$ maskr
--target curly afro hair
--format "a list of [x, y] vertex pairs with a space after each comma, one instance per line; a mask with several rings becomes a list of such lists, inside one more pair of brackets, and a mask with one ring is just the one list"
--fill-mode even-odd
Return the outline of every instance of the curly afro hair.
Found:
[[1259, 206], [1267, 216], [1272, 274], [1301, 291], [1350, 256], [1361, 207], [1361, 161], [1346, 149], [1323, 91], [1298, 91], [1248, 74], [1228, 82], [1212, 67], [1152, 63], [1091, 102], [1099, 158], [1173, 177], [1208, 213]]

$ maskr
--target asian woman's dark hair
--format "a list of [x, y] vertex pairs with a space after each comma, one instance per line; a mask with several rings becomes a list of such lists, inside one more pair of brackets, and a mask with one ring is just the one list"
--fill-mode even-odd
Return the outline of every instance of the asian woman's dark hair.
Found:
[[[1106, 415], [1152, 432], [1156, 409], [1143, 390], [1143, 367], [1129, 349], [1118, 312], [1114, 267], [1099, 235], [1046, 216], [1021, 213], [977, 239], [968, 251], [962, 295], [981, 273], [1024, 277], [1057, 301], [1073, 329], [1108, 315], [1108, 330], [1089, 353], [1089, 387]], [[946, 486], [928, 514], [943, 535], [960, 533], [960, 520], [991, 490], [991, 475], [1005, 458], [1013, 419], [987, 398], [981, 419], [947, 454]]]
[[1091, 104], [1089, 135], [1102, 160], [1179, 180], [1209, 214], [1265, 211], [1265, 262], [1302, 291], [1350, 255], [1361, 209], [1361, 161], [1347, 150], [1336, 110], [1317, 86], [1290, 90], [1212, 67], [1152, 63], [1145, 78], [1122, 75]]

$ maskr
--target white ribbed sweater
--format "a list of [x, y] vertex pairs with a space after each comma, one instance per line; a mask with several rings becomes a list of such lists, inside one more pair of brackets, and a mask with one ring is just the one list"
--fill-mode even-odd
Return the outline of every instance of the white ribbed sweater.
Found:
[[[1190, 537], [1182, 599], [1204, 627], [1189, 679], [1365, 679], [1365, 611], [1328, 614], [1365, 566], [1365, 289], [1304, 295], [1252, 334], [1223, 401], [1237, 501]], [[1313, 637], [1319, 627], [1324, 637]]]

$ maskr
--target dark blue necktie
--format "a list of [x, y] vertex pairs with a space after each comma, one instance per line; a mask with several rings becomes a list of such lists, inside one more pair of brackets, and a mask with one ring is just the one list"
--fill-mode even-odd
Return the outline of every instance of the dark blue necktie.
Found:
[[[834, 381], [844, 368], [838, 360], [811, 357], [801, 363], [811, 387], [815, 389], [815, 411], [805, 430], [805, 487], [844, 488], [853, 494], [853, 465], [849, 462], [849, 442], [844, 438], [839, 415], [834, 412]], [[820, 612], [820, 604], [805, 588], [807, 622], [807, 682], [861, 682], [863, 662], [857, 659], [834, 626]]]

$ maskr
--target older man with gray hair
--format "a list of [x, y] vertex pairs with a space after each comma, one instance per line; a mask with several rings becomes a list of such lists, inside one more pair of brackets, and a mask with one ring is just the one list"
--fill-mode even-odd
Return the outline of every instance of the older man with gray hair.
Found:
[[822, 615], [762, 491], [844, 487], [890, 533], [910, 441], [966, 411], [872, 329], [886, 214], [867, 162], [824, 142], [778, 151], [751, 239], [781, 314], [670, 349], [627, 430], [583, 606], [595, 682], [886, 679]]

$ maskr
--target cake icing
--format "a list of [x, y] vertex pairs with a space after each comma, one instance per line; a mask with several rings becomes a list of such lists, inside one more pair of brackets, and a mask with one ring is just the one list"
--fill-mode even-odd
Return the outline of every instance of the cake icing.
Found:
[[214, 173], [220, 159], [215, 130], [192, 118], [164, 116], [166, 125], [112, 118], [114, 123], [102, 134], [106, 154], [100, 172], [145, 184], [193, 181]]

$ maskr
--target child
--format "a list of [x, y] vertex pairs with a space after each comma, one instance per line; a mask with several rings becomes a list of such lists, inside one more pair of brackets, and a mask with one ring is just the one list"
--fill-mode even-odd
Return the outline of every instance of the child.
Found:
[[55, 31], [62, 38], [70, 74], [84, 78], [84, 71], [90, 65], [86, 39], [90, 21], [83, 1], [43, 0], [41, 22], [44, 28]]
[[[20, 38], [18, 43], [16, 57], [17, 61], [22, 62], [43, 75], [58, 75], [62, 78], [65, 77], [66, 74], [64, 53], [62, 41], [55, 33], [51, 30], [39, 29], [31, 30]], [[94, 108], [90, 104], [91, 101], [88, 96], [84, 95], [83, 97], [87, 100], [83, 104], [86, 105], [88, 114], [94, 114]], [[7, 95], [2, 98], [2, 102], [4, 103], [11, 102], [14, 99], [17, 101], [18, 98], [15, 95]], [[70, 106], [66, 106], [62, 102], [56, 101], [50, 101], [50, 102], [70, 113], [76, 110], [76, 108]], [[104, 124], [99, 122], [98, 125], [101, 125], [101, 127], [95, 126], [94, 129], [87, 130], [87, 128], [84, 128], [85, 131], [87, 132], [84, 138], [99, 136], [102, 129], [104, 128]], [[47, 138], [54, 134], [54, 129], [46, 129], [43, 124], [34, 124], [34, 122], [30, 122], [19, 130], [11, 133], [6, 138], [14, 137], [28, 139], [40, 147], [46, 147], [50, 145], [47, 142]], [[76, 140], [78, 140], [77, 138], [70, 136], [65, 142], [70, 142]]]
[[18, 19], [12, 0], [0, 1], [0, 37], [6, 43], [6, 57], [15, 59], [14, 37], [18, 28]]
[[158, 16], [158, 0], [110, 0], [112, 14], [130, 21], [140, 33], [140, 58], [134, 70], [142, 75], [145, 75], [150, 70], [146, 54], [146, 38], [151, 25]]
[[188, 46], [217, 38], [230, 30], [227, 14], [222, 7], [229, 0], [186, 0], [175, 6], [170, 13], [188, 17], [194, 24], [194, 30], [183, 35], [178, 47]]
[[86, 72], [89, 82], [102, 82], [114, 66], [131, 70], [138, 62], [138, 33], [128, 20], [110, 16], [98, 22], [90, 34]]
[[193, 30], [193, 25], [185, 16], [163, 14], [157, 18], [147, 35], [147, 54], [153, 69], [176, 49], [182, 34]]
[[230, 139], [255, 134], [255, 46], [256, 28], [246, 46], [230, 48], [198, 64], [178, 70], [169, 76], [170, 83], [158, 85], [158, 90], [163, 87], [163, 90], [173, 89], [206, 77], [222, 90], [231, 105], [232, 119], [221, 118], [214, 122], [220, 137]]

Given instruction.
Report each line of the records that contains the word "hair", copying every such line in full.

Completed exercise.
--target curly afro hair
Return the outline of every instance of the curly afro hair.
--target asian woman's dark hair
Return the outline of every instance of the asian woman's dark hair.
--target older man with gray hair
Return the outline of every instance of the older man with gray hair.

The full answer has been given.